>> Begin Selected extract
The simple fact is that in the billionaire's club that is the NFL, Snyder isn't up there with the real big boys when it comes to personal wealth. To be sure, unlike Buffalo's Ralph Wilson and Wayne Weaver of the Jags, he sits at the grownups' table, but Seahawks owner Paul Allen could pull enough out of petty cash to buy and sell Snyder a few times over. Snyder made his money in advertising; Jerry Jones made his in oil. Jones' black gold fortune is substantially larger than what Snyder amassed in marketing.

So, even if the Redskins could find enough free agent players that filled their needs, there is no guarantee that they could win a bidding war for the services of those athletes.

It does appear, however, that the Redskins are better prepared for a potential labor standoff than they were the last time the CBA was being negotiated all of two years ago.

Going into the 2006 offseason, the Redskins were way over the cap, some $20 million over the $95 million limit. Some provisions that took effect in the last capped year before an uncapped year (2007 would have been uncapped had the current agreement not been hammered out) that made it impossible for the Skins to use some of their usual methods to restructure deals and lower their cap numbers.

The Skins were headed for cap hell. Not the kind that everyone keeps predicting for them, the kind that never comes. Real, true cap hell.
>> End Selected extract
## Tasks for this exercise
A. Repeat the text on the Redskins' finances between "So, even if" and "two years ago.", inclusive, copying it word for word.
B. In the text on the Redskins' finances, how far over the salary cap were the Redskins going into the 2006 offseason?
>> Begin Record set
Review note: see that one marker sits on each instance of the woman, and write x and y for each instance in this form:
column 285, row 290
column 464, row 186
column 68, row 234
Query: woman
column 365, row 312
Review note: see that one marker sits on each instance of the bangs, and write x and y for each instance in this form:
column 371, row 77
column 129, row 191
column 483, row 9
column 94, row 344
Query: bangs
>> End Record set
## Correct answers
A.
So, even if the Redskins could find enough free agent players that filled their needs, there is no guarantee that they could win a bidding war for the services of those athletes.

It does appear, however, that the Redskins are better prepared for a potential labor standoff than they were the last time the CBA was being negotiated all of two years ago.

B. Some $20 million over the $95 million limit.